Given entries:
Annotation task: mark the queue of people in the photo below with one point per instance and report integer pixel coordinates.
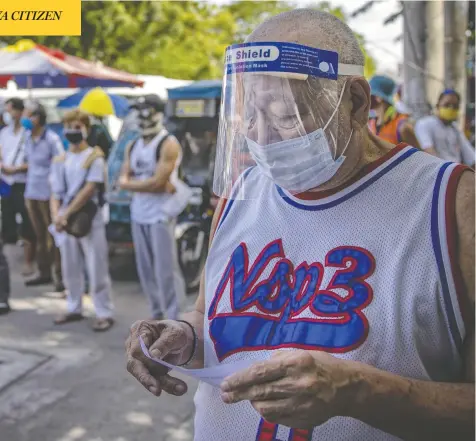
(57, 191)
(437, 134)
(59, 197)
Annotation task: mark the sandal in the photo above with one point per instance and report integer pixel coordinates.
(101, 325)
(68, 318)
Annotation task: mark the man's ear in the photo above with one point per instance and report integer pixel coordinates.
(360, 96)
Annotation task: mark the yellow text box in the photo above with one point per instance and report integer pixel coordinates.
(40, 17)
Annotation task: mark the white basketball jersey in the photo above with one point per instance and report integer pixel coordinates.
(363, 273)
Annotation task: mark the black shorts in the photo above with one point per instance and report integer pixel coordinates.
(11, 206)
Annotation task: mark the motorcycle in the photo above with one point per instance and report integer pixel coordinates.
(192, 232)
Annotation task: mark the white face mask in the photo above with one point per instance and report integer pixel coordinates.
(316, 166)
(7, 118)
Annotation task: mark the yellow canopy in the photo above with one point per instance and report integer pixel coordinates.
(97, 102)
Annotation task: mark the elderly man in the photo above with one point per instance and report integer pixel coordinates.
(341, 266)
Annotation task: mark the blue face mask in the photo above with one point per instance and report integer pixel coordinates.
(27, 123)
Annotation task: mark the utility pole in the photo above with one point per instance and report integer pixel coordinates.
(414, 56)
(456, 22)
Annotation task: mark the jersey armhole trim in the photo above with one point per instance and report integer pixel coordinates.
(231, 200)
(443, 233)
(451, 240)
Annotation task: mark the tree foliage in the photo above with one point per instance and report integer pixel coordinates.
(184, 39)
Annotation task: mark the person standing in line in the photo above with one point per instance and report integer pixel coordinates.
(388, 123)
(13, 173)
(78, 177)
(339, 287)
(4, 283)
(440, 135)
(41, 146)
(150, 167)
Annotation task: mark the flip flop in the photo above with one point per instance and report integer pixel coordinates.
(103, 324)
(68, 318)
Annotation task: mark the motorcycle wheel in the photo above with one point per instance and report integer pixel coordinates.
(192, 249)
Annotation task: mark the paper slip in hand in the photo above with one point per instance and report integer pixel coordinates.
(213, 375)
(58, 236)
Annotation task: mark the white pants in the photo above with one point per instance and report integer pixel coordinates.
(90, 253)
(157, 265)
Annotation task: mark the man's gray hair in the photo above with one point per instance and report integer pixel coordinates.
(313, 28)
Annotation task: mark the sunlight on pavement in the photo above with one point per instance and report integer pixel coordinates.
(139, 418)
(47, 305)
(74, 434)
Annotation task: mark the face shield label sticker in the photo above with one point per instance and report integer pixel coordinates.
(281, 58)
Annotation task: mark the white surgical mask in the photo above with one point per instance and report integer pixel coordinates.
(7, 118)
(317, 164)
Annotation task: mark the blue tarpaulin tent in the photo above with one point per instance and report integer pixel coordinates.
(205, 89)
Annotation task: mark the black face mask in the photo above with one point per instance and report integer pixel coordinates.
(74, 136)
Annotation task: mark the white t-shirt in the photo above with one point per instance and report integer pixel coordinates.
(39, 153)
(10, 143)
(147, 208)
(447, 139)
(68, 176)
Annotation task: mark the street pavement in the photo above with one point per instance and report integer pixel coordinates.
(67, 383)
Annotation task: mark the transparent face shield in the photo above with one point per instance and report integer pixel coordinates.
(278, 118)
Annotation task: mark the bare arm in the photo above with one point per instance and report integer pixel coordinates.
(196, 317)
(83, 196)
(126, 163)
(158, 183)
(417, 410)
(15, 169)
(54, 207)
(408, 135)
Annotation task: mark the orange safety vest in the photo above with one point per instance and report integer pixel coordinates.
(390, 129)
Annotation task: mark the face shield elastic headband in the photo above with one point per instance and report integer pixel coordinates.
(279, 116)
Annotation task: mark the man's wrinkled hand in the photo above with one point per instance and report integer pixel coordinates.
(170, 188)
(299, 389)
(60, 223)
(168, 340)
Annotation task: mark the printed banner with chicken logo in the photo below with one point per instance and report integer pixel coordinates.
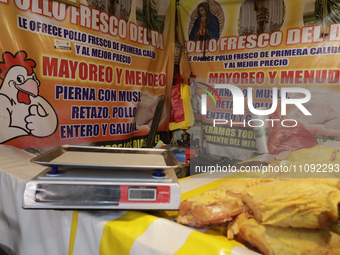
(268, 50)
(84, 72)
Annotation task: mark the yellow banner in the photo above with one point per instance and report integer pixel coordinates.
(270, 47)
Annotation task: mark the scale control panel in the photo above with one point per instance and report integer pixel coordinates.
(65, 194)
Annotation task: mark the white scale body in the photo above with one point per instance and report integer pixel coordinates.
(103, 188)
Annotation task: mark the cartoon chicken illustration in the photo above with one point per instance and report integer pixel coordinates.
(22, 111)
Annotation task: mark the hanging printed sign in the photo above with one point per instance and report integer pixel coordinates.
(250, 59)
(82, 74)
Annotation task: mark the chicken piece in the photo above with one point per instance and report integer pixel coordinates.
(211, 207)
(296, 203)
(234, 187)
(271, 240)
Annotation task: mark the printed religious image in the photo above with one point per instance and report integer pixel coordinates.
(206, 21)
(151, 14)
(321, 12)
(260, 16)
(192, 137)
(119, 8)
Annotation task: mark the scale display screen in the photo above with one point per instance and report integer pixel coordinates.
(77, 194)
(142, 194)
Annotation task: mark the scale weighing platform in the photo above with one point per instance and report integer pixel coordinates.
(79, 177)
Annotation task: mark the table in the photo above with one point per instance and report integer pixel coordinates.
(58, 232)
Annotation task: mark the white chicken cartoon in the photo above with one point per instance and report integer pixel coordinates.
(22, 111)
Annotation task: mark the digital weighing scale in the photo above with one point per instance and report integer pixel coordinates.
(85, 177)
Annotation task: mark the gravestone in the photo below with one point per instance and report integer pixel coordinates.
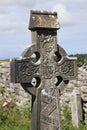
(45, 78)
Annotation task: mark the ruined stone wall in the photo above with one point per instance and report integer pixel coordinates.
(80, 84)
(9, 90)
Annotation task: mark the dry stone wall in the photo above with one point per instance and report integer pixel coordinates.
(15, 91)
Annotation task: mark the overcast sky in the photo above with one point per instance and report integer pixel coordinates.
(14, 21)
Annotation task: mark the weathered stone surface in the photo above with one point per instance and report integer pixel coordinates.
(46, 91)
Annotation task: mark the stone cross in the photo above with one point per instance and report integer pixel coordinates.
(45, 78)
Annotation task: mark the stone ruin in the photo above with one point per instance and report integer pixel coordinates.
(47, 77)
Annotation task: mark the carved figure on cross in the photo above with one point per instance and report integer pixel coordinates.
(48, 76)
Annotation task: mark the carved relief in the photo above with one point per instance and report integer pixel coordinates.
(25, 70)
(67, 68)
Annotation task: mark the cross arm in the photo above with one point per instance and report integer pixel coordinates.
(23, 70)
(67, 68)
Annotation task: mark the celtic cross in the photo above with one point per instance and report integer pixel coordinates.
(45, 78)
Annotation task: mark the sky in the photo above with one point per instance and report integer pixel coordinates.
(14, 22)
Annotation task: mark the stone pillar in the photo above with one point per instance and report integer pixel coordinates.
(76, 108)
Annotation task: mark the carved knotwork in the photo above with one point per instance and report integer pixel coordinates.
(46, 78)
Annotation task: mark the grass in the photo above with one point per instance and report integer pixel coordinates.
(67, 120)
(14, 119)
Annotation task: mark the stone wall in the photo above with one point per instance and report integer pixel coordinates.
(15, 91)
(78, 85)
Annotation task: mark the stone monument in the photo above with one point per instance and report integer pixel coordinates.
(45, 78)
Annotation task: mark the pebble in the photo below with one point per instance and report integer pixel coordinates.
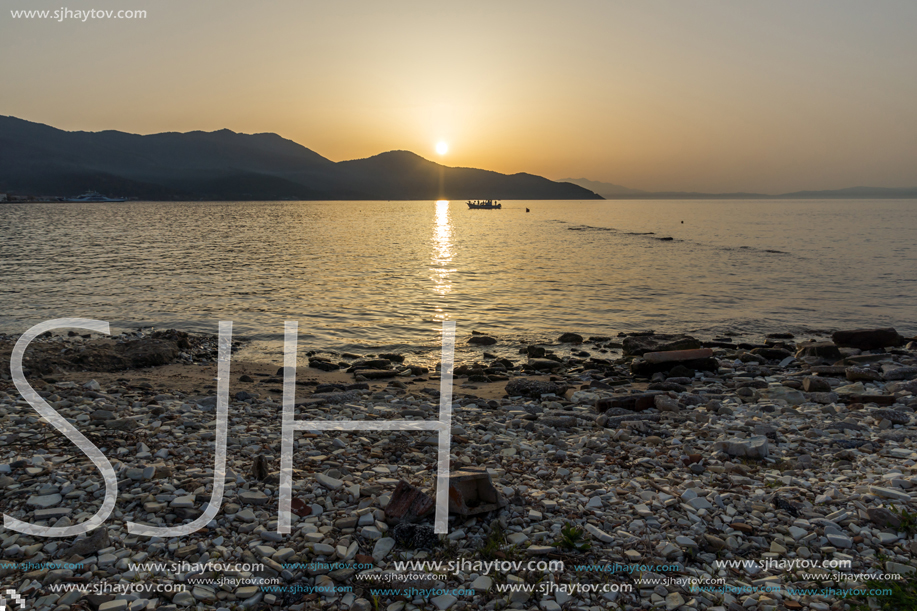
(692, 477)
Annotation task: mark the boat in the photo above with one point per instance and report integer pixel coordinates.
(487, 204)
(94, 196)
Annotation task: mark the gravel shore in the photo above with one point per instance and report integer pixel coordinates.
(644, 474)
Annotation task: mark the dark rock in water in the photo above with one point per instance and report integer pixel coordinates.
(653, 362)
(877, 399)
(901, 373)
(323, 365)
(850, 444)
(910, 387)
(893, 415)
(544, 364)
(667, 386)
(814, 384)
(868, 339)
(634, 403)
(638, 345)
(772, 354)
(371, 364)
(376, 374)
(825, 350)
(855, 374)
(533, 388)
(681, 371)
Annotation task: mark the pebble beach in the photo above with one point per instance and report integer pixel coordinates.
(660, 471)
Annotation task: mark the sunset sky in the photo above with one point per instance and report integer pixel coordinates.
(708, 96)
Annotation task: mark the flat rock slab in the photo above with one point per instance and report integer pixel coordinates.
(753, 447)
(471, 491)
(867, 339)
(641, 344)
(45, 501)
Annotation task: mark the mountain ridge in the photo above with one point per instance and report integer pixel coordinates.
(42, 160)
(613, 191)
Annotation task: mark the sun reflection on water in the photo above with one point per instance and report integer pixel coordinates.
(442, 255)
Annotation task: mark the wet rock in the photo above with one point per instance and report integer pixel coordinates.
(666, 404)
(825, 350)
(653, 362)
(323, 365)
(634, 403)
(641, 344)
(893, 415)
(533, 388)
(98, 539)
(855, 374)
(544, 364)
(815, 384)
(754, 447)
(868, 339)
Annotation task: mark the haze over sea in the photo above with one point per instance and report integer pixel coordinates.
(380, 276)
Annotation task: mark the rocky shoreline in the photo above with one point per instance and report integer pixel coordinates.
(640, 450)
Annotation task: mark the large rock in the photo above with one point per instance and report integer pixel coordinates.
(635, 403)
(825, 350)
(533, 388)
(753, 447)
(814, 384)
(868, 339)
(471, 491)
(638, 345)
(544, 364)
(653, 362)
(98, 539)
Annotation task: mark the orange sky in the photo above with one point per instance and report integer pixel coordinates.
(687, 95)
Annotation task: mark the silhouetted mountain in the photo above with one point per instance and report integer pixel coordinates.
(605, 189)
(856, 193)
(41, 160)
(612, 191)
(406, 175)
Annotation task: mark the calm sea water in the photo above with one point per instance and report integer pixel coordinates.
(367, 276)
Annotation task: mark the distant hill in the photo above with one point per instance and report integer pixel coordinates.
(605, 189)
(40, 160)
(613, 191)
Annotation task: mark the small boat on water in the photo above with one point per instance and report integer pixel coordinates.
(487, 204)
(94, 196)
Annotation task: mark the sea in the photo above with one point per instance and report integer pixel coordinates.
(370, 277)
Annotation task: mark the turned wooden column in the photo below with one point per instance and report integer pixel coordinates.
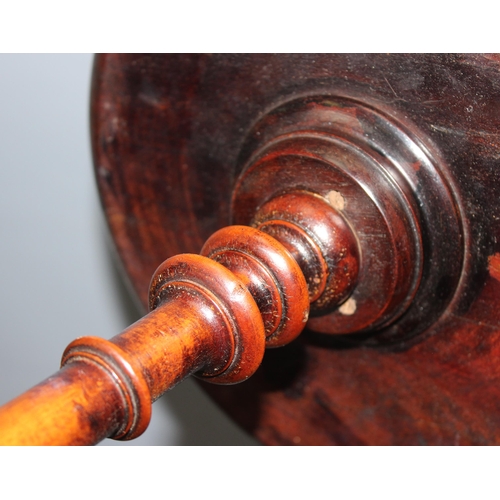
(211, 315)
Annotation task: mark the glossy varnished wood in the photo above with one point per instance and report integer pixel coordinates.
(168, 132)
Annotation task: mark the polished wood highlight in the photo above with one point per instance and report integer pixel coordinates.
(172, 134)
(401, 345)
(210, 315)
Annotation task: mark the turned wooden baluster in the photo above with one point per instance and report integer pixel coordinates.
(211, 314)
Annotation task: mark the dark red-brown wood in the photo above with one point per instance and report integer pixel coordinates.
(171, 135)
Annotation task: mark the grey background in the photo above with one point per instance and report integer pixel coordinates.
(58, 279)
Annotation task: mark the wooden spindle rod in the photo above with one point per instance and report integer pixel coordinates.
(211, 315)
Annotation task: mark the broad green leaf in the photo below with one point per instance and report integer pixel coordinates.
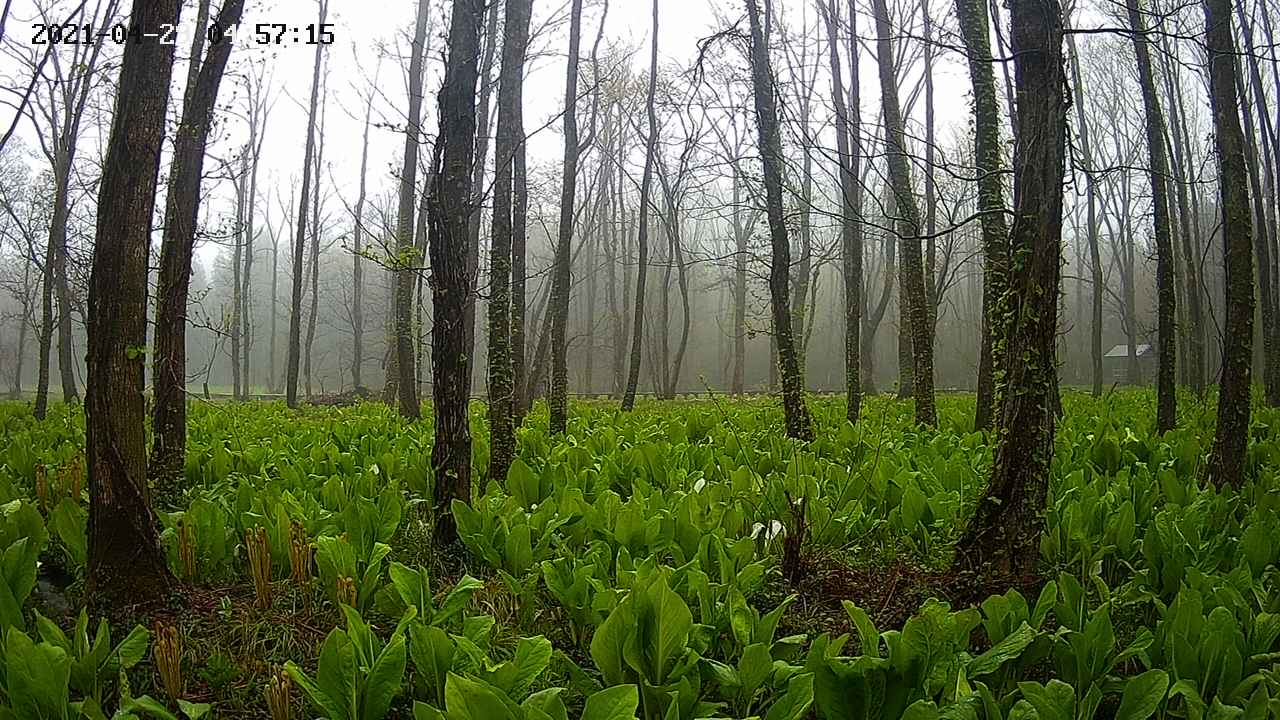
(1142, 695)
(618, 702)
(384, 679)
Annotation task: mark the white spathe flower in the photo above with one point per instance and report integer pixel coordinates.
(773, 531)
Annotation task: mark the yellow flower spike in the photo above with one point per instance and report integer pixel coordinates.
(260, 565)
(278, 696)
(167, 654)
(346, 591)
(187, 548)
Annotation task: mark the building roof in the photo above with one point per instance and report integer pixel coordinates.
(1123, 351)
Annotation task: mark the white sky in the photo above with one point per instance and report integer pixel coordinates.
(361, 27)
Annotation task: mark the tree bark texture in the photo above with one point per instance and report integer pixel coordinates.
(1004, 536)
(799, 423)
(126, 564)
(449, 213)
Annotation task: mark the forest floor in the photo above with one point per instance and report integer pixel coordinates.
(635, 564)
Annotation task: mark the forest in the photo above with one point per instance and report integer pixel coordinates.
(639, 359)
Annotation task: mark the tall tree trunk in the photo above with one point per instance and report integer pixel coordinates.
(291, 381)
(519, 223)
(1004, 536)
(275, 287)
(1166, 399)
(182, 209)
(972, 16)
(62, 288)
(237, 245)
(406, 259)
(45, 337)
(629, 396)
(256, 135)
(740, 254)
(557, 399)
(1091, 191)
(1261, 250)
(316, 233)
(909, 220)
(796, 414)
(502, 441)
(1194, 313)
(484, 92)
(931, 190)
(850, 220)
(686, 308)
(126, 564)
(1226, 460)
(451, 290)
(905, 356)
(357, 270)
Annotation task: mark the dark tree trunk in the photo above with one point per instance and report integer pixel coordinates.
(237, 244)
(557, 399)
(850, 222)
(1091, 220)
(1002, 538)
(1226, 460)
(1166, 399)
(519, 223)
(357, 270)
(796, 414)
(740, 255)
(451, 286)
(300, 241)
(182, 209)
(406, 260)
(126, 564)
(45, 337)
(629, 397)
(255, 153)
(314, 264)
(1194, 361)
(909, 222)
(502, 441)
(1261, 247)
(484, 92)
(972, 16)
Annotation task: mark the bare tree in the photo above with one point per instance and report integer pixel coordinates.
(295, 354)
(909, 222)
(126, 563)
(1002, 538)
(972, 16)
(557, 399)
(406, 259)
(850, 226)
(1166, 399)
(182, 210)
(448, 218)
(629, 396)
(798, 420)
(1226, 459)
(502, 442)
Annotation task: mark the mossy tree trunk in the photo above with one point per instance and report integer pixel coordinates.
(448, 219)
(502, 442)
(972, 16)
(182, 209)
(126, 564)
(1002, 538)
(796, 414)
(1226, 459)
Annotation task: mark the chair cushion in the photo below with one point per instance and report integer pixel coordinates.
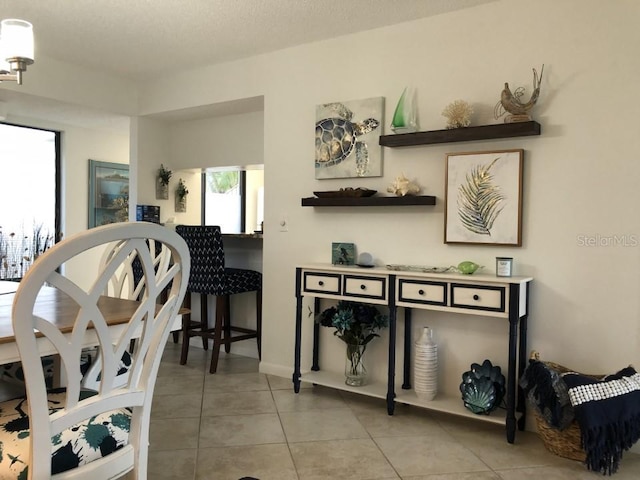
(82, 444)
(240, 281)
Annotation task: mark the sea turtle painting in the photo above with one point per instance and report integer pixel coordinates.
(341, 150)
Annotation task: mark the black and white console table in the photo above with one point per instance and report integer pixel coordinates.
(485, 295)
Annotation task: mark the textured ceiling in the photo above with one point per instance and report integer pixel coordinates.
(139, 39)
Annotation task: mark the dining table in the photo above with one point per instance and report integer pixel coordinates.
(62, 310)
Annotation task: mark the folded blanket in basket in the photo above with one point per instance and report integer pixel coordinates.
(608, 412)
(547, 393)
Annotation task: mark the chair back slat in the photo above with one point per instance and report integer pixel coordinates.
(142, 318)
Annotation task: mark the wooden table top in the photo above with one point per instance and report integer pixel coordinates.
(62, 310)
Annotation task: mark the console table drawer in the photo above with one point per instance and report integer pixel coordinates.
(424, 292)
(478, 297)
(365, 287)
(318, 282)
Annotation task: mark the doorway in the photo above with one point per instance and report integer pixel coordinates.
(30, 196)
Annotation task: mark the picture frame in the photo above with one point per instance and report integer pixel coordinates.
(343, 253)
(108, 193)
(347, 141)
(483, 198)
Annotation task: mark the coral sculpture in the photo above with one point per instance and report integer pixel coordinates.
(403, 186)
(458, 114)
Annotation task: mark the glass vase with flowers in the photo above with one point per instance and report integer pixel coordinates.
(356, 325)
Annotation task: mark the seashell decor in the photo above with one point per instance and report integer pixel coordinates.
(458, 114)
(403, 186)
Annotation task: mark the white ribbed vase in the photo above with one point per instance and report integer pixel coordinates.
(425, 366)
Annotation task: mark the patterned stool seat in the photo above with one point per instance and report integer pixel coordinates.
(240, 281)
(209, 276)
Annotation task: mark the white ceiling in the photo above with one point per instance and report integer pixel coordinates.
(140, 39)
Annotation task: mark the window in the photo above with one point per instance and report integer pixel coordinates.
(233, 198)
(30, 162)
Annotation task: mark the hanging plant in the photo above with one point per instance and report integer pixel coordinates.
(164, 175)
(182, 191)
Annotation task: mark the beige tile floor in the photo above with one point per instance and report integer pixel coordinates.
(239, 423)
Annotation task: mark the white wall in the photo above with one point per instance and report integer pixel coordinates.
(579, 175)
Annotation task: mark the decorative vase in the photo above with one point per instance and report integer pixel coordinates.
(162, 190)
(426, 366)
(354, 369)
(181, 204)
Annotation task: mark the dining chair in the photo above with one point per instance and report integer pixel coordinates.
(74, 432)
(210, 276)
(127, 282)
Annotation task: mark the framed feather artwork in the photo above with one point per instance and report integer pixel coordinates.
(483, 198)
(348, 139)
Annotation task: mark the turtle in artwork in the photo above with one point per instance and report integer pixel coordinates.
(337, 137)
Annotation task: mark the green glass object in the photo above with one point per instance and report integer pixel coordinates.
(404, 116)
(467, 267)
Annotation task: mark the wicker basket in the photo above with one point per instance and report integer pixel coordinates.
(564, 443)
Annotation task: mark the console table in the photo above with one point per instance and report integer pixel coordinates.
(485, 295)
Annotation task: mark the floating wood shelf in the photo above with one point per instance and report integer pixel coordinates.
(368, 201)
(466, 134)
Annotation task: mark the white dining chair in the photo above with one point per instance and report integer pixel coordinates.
(128, 282)
(74, 432)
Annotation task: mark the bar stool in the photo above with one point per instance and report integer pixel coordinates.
(209, 276)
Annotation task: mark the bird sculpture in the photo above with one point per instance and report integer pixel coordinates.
(510, 102)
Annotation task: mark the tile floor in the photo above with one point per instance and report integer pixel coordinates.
(239, 423)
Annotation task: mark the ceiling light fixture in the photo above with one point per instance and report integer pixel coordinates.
(16, 49)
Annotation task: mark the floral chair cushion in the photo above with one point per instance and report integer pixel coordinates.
(82, 444)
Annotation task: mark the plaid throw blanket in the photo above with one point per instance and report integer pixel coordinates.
(608, 412)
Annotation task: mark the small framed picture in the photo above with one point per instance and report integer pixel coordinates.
(343, 253)
(483, 198)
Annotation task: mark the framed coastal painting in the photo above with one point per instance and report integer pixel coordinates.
(483, 198)
(347, 139)
(108, 193)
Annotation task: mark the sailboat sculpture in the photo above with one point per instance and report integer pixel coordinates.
(405, 117)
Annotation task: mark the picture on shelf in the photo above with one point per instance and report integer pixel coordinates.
(483, 198)
(343, 253)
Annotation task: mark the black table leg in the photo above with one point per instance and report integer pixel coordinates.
(298, 339)
(514, 298)
(391, 378)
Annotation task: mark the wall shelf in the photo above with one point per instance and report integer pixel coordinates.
(368, 201)
(466, 134)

Problem: Return an exact copy of only the lines from the one with "Annotation task: mark the plaid" through the end of the listing above, both included.

Answer for the task:
Annotation task: mark the plaid throw blanket in the photo above with one point per instance and report integer pixel coordinates.
(608, 412)
Annotation task: mark the small framed picture in the photo above with one point per instance and report integer pixel coordinates.
(343, 253)
(483, 198)
Annotation task: mark the framed coastal painting in the photo above with one point per instance and report integer pixel coordinates.
(483, 198)
(347, 139)
(108, 193)
Annotation task: mark the sailboat sculpture in the photo above with one point per instance and report integer pixel coordinates.
(405, 117)
Annotation task: mark the picture on shelf in the photo above with one point per instance and report integer pixel coordinates.
(483, 198)
(343, 253)
Annotation task: mark the black table leg in the photo above with one point per instance and report integer pixel coordinates.
(298, 339)
(514, 298)
(391, 378)
Annotation task: mark the wall shelf in the photo above with one point per instance and report integer pixel coordinates.
(368, 201)
(466, 134)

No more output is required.